Ministerie van Algemene Zaken

Antwoorden op de vragen van de heer F. Teeven (LN) mede namens de minister van Verkeer en Waterstaat d.d. 20 augustus 2002, nr. 2010214160


1. Vraag:
Heeft u kennisgenomen van het artikel in het dagblad de Telegraaf van 19 augustus 2002 over minister De Boer?

Antwoord:
Ja.


2. Vraag:
Bent u reeds ten tijde van de kabinetsformatie op de hoogte gebracht van geruchten/verhalen rondom onrechtmatige belangenverstrengeling door minister De Boer?

3. Vraag:
Wat is de inhoud van deze geruchten/verhalen over onrechtmatige belangenverstrengeling? Kunnen deze geruchten/verhalen het functioneren van de minister van Verkeer en Waterstaat beïnvloeden?

■ ■ ■ ■ ■

Opdrachten ▸
(1) Noem alle zinnen uit het tekstfragment over minister De Boer die eindigen op een vraagteken.
(2) Geef het stuk uit het tekstfragment over minister De Boer letterlijk terug, beginnend bij "Ministerie van Algemene" en doorlopend tot en met "door minister De Boer?".
(3) Ga verder met het tekstfragment over minister De Boer, direct na de laatste zin die er staat.

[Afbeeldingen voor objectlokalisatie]
■ ■ ■ ■ ■

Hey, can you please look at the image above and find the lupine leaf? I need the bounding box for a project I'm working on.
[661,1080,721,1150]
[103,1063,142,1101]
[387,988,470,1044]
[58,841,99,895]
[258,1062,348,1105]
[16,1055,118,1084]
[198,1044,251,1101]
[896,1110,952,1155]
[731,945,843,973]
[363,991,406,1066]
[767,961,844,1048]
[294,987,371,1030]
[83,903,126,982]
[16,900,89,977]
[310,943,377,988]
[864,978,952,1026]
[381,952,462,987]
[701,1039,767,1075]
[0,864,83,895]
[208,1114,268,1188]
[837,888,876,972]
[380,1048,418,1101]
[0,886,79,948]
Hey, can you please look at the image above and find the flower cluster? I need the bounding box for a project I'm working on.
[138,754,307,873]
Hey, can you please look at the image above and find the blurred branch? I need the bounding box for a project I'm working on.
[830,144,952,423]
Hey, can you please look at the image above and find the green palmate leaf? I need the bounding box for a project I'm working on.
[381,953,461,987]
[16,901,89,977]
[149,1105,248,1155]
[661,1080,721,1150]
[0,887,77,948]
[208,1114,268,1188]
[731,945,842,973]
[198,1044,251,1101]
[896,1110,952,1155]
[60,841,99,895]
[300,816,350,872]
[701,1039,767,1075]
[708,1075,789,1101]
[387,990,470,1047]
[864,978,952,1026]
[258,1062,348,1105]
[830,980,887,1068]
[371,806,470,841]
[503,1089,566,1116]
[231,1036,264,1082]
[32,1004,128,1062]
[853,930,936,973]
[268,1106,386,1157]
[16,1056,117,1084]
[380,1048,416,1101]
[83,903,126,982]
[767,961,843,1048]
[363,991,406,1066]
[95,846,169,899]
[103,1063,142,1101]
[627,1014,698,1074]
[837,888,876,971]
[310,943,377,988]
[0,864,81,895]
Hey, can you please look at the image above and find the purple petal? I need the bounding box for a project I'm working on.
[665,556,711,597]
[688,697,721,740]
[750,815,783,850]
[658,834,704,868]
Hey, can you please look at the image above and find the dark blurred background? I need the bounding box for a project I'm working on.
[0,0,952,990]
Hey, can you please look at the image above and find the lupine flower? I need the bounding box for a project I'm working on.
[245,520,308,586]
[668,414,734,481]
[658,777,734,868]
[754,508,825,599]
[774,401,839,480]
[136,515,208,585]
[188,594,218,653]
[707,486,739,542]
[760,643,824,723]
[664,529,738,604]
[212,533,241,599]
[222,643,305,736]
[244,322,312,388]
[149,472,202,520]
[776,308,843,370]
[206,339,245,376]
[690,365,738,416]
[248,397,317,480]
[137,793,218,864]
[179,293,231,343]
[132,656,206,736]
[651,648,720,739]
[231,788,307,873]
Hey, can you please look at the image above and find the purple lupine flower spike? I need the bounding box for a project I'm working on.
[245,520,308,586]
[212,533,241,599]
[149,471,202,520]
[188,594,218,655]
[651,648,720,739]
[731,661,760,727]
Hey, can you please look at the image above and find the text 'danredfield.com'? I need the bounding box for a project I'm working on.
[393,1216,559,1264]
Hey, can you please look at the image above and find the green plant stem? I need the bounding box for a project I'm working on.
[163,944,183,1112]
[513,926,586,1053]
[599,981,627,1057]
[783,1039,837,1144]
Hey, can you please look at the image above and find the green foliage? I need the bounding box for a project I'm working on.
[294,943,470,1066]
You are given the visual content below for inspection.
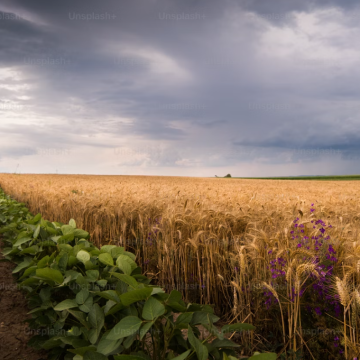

■ ■ ■ ■ ■

Antwoorden op volgorde ▸
(1)
- Heeft u kennisgenomen van het artikel in het dagblad de Telegraaf van 19 augustus 2002 over minister De Boer?
- Bent u reeds ten tijde van de kabinetsformatie op de hoogte gebracht van geruchten/verhalen rondom onrechtmatige belangenverstrengeling door minister De Boer?
- Wat is de inhoud van deze geruchten/verhalen over onrechtmatige belangenverstrengeling?
- Kunnen deze geruchten/verhalen het functioneren van de minister van Verkeer en Waterstaat beïnvloeden?

(2)
Ministerie van Algemene Zaken

Antwoorden op de vragen van de heer F. Teeven (LN) mede namens de minister van Verkeer en Waterstaat d.d. 20 augustus 2002, nr. 2010214160


1. Vraag:
Heeft u kennisgenomen van het artikel in het dagblad de Telegraaf van 19 augustus 2002 over minister De Boer?

Antwoord:
Ja.


2. Vraag:
Bent u reeds ten tijde van de kabinetsformatie op de hoogte gebracht van geruchten/verhalen rondom onrechtmatige belangenverstrengeling door minister De Boer?

(3)
2 en 3 Antwoord:
Minister De Boer heeft mij desgevraagd de volgende reactie op de genoemde berichtgeving gegeven:
"De relatie tussen de heer De Boer en JBR is begonnen bij zijn in diensttreding als directeur van Lehnkering Logistics, toen geheten Lehnkering Montan Nederland bv. Tussen JBR en Lehnkering Logistics bestond reeds een relatie voordat de heer De Boer bij deze laatste in dienst trad. De relatie met de heer De Boer groeide uit tot een professionele vertrouwensrelatie tussen opdrachtgever en adviesbureau. Als opdrachtgever was de heer De Boer tevreden over de adviezen van JBR. Vanuit deze ervaring introduceerde hij JBR bij één van zijn maritieme relaties. Deze relatie groeide uit tot een belangrijke opdrachtgever van JBR.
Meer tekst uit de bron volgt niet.